Challenges →
A: Answer each question briefly from the passage on the IPCC's assessment framework.
(i) The governing bodies of which two organizations gave the original mandate?
(ii) Which body decides on the Panel's workprogramme?
(iii) Who carries out the multi-stage review?
B: Pick up the passage on the IPCC's assessment framework after its final sentence and continue it in the same style.
--- Start Provided passage ---
Conceptual framework, methodology and scope

Assessment objectives

The role of the IPCC is to assess on a comprehensive, objective, open and transparent basis the scientific, technical and socio-economic information relevant to understanding the scientific basis of risk of human-induced climate change, its potential impacts and options for adaptation and mitigation. IPCC reports should be neutral with respect to policy, although they may need to deal objectively with scientific, technical and socio-economic factors relevant to the application of particular policies.

Mandate for the assessment

The original mandate was given by the governing bodies of WMO and UNEP; action by WMO and UNEP to set up the IPCC was endorsed by UN GA. The mandate is reaffirmed regularly by the governing bodies of the parent organizations. Specific requests for reports and topics addressed in report are made by the UNFCCC and other international bodies. However, the IPCC Plenary decides on the workprogramme of the Panel, which reports are being prepared as well as on their scope and outline.

Conceptual framework and/or methodology used for the assessment

Other (please specify)

Assessment of peer reviewed literature by author teams which should reflect a range of scientific, technical and socio-economic views and expertise; and geographical representation. Multi stage review by experts and governments is an essential element of the IPCC process.
--- End Provided passage ---
--- Start Provided material ---
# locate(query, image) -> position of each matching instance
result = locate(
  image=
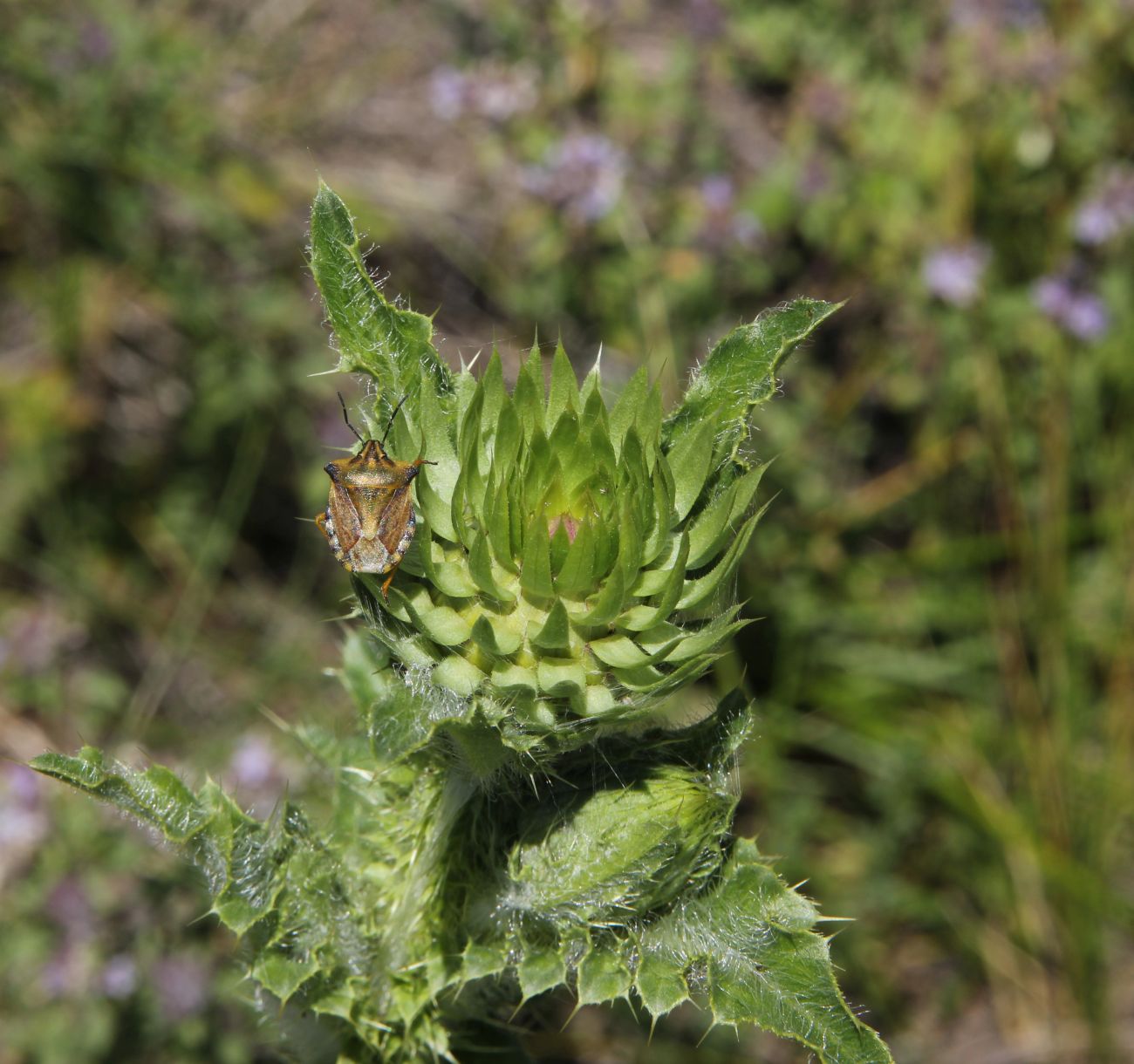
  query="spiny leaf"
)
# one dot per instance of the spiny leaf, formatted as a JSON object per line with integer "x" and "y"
{"x": 392, "y": 345}
{"x": 741, "y": 370}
--- End Provided material ---
Responses for each task →
A:
(i) WMO and UNEP
(ii) The IPCC Plenary
(iii) Experts and governments

B:
URL or copy of conceptual framework developed or adapted

System(s) assessed

  • Marine
  • Coastal
  • Island
  • Inland water
  • Forest and woodland
  • Cultivated/Agricultural land
  • Grassland
  • Mountain
  • Dryland
  • Polar
  • Urban

Species groups assessed

All to the extent information is available

Ecosystem services/functions assessed


  • Food
  • Water
  • Timber/fibres
  • Energy/fuel
  • All to the extent information is available; systems with specific emphasis highlighted above


  • Air quality
  • Climate regulation
  • Moderation of extreme events
  • Regulation of water flows
  • Regulation of water quality
  • Waste treatment
  • All to the extent information is available; systems with specific emphasis highlighted above

Supporting Services/Functions

  • Habitat maintenance
  • Nutrient cycling
  • Soil formation and fertility
  • Primary production

Cultural Services

  • Recreation and tourism
  • All to the extent information is available; systems with specific emphasis highlighted above

Scope of assessment includes

Drivers of change in systems and services


Impacts of change in services on human well-being


Options for responding/interventions to the trends observed


Explicit consideration of the role of biodiversity in the systems and services covered by the assessment


Timing of the assessment

Year assessment started

Pre 2000

Year assessment finished


If ongoing, year assessment is anticipated to finish


Periodicity of assessment


If repeated, how frequently

Approximately every six to seven years

Assessment outputs


Communication materials (e.g. brochure, presentations, posters, audio-visual media)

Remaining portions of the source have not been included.